> **COMPITO BREVE**
Elenca tutte le città nominate nell'estratto sugli inizi della pittura perugina.

> **ESTRATTO DEL DOCUMENTO**
○ ○ ○ ○

Ma la bellezza pittorica, per opera d'artisti perugini, non compariva ancora. Doveva esservi

certo un valente collegio di miniatori, poichè la moltitudine e la vaghezza de' nostri codici prova quanto fiorisse tra noi questo magistero. Tuttavia, se i monaci salmeggianti erano spesso ricreati dalle delicatezze e dai fulgori delle pergamene corali, il popolo non considerava ancora la pittura che come una seria e malinconica espressione della sua pietà. Qui tra noi le Madonne non erano ancora le amabili ispiratrici delle arti belle cittadine. Firenze fu la prima che, con intuito di popolo artista, chiamò Borgo Allegri la via, per cui passò dall'officina del pittore alla chiesa la Vergine di Cimabue; inaugurando così religiosamente e civilmente i secoli gloriosi della pittura in Italia. Non bastava che l'arte timidetta ma soave della vicina Siena ravvivasse le consuete forme bizantine con freschezza di colorito chiaro e festoso. A noi s'imponeva rigidamente il verde crocifisso di Margaritone d'Arezzo e i gonfaloni dipinti e supplicati in tempi di pubbliche sventure. Questi stendardi si serbavano, e si serbano ancora, velati con paurosa riverenza. Ho presente in fantasia il più antico di tutti, quello di S. Francesco al Prato. Una Vergine alta, pallida e non più giovane, che ricovera la popolazione sotto il manto. Ha negli occhi la grande apertura e fissità dello spavento. Gli angioli dell'ira trascorrono un cielo tetro, lanciando saette piccole che si spezzano sul manto di lei.

○ ○ ○ ○

> **Dati di annotazione della posizione degli oggetti**

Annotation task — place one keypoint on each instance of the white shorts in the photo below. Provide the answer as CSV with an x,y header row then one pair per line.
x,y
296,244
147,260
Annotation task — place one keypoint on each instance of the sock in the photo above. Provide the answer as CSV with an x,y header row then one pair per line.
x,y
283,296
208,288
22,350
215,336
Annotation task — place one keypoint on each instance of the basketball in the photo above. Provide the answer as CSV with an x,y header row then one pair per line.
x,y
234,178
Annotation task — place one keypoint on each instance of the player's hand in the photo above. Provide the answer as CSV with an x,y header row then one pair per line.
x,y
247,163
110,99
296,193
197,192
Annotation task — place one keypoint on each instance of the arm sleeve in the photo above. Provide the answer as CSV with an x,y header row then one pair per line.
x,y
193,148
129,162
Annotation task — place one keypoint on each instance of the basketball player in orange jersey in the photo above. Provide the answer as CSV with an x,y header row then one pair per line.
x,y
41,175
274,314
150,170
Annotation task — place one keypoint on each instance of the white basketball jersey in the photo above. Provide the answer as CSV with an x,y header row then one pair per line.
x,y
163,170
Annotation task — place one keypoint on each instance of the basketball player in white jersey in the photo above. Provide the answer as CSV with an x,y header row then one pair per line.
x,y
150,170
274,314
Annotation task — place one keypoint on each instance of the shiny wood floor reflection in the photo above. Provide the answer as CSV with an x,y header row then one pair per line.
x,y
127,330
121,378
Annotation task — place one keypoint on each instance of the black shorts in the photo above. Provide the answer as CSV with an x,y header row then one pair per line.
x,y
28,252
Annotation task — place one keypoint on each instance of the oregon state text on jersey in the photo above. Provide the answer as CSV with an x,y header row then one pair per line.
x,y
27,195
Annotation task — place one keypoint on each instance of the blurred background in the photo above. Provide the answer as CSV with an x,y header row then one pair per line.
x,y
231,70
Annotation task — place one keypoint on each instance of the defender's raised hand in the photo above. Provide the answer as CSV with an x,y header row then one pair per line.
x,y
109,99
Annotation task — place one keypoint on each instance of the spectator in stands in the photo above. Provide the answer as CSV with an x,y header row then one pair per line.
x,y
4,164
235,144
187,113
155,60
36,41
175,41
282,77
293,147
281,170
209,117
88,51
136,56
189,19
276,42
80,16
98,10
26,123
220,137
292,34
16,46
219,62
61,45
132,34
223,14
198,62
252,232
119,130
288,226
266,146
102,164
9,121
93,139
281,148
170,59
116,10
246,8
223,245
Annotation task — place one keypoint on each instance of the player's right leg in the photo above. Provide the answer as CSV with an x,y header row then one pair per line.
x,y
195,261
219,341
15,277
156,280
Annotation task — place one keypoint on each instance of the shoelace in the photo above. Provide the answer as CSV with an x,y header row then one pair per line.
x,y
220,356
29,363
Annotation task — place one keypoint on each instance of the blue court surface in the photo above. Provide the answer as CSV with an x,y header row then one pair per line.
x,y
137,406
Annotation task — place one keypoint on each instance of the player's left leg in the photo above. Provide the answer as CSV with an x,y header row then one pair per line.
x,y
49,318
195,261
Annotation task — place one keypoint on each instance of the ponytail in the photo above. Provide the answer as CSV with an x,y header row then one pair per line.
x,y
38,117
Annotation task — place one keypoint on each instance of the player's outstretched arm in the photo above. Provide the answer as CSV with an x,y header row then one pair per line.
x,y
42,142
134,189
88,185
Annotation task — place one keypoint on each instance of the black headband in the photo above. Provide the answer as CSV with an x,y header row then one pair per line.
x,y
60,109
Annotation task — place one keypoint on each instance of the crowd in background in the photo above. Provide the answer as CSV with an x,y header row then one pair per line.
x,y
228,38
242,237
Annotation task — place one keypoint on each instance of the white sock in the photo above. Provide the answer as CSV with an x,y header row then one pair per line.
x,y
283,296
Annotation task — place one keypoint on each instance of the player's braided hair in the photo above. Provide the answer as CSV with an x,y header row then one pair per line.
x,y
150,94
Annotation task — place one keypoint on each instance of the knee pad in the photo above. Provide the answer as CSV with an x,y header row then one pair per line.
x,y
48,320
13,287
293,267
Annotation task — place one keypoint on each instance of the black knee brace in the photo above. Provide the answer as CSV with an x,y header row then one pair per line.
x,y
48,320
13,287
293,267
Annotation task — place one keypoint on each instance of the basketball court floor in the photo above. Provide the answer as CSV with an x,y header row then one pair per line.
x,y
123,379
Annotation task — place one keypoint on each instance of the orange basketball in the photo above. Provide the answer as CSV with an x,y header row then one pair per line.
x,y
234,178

○ ○ ○ ○

> **RISPOSTA CORRETTA**
Firenze, Siena, Arezzo